=== Data records ===
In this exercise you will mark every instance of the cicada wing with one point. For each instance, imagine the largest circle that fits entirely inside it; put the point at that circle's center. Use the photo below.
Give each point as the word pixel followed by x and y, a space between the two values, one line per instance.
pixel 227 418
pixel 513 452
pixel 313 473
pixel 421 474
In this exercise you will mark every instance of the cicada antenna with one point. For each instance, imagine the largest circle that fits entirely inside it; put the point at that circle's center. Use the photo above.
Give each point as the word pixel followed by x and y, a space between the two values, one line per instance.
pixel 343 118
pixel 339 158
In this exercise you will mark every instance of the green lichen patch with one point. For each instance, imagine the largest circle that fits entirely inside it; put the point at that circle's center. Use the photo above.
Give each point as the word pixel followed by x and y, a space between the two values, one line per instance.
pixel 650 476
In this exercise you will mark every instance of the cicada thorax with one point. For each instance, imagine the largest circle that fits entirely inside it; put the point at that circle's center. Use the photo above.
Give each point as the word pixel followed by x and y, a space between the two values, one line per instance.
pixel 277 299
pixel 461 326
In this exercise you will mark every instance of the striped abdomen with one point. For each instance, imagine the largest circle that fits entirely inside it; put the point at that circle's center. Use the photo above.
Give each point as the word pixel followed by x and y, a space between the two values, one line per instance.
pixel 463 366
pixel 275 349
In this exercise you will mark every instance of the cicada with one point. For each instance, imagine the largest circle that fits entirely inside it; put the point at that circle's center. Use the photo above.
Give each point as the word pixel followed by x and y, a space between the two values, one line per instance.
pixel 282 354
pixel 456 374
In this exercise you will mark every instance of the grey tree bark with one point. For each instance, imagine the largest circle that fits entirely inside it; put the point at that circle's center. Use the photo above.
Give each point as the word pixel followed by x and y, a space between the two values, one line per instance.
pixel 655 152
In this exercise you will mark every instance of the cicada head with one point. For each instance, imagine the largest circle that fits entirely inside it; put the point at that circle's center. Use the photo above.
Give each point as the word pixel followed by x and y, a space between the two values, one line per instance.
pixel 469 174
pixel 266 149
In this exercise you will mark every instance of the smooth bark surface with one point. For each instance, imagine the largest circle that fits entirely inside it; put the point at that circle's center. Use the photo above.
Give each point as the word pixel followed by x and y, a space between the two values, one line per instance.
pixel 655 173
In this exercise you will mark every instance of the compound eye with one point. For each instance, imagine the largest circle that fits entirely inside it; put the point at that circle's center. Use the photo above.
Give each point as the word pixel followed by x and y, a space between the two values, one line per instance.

=== What you are asked to do ===
Reproduce all records exactly, without omissions.

=== Exercise answer ===
In this exercise you will mark every instance of the cicada wing with one point. For each instance, imagine the largest circle that fits entirely inside it; put the point at that circle's center. Use the photo below.
Give each point as the word pixel followed by x and y, a space between the two values, one line per instance.
pixel 227 418
pixel 513 452
pixel 313 473
pixel 421 474
In this exercise you will mark every instance of the cicada antenna with one point. For each instance, imagine the largest circle that fits entirely inside it; put the point at that circle's center. Use the photo above.
Give each point as the word pixel followed by x and y, a space between the two values, one line per instance.
pixel 343 118
pixel 339 158
In this exercise you will mark every instance of the green lichen patch with one point. For each instance, imagine the largest circle that fits entirely inside it; put the point at that circle's center. Use the photo above.
Give each point as the word pixel followed by x and y, a space between the two values, one line per instance.
pixel 650 476
In this exercise you will mark every instance of the cicada thorax with one point. For each instance, imagine the largest circle that fits entirely inside it; put the point at that circle's center. Use the photo above.
Give each point as the word pixel followed by x and y, a space between the two values, one line per instance.
pixel 277 299
pixel 461 326
In this exercise you will mark every instance of the striped abdomen with one point. For each instance, imagine the largest circle that fits entirely inside it; put the point at that circle's center. Use the photo above.
Give each point as the word pixel followed by x and y, a space between the two values, one line per instance.
pixel 463 366
pixel 275 349
In this exercise you will mark every instance of the cicada with one point. For each instance, imagine the largest circle that fits entirely inside it; put the point at that circle's center. Use the photo above.
Give each point as the word pixel followed by x and y, a space between the two values, one line per instance.
pixel 282 354
pixel 456 374
In this exercise you will mark every instance of the grey tree bark with one point. For each instance, imagine the largest circle that fits entirely inside it; put the point at that circle's center. Use the photo above.
Give each point as the word pixel followed by x and y, a space between the two values, one line per instance.
pixel 655 152
In this exercise you will mark every instance of the cicada head with one point. For each instance, imagine the largest circle that fits entirely inside it; put the point at that circle's center. Use the photo above.
Give each point as the word pixel followed by x and y, a space between the two values, one line per instance.
pixel 469 174
pixel 266 149
In this exercise you will mark every instance of the smooth bark surface with one point. For each instance, imagine the largest circle that fits entirely inside it; put the point at that circle's center. Use the photo above.
Give each point as the word pixel followed by x and y, a space between the two values, one line per instance.
pixel 655 173
In this exercise you will mark every instance of the compound eye with one point. For each instance, imagine the largest circle that fits entirely inside it; put the point at that circle's center. Use the photo above.
Give each point as the word pixel followed by x and y, a space between the two values, one line per instance.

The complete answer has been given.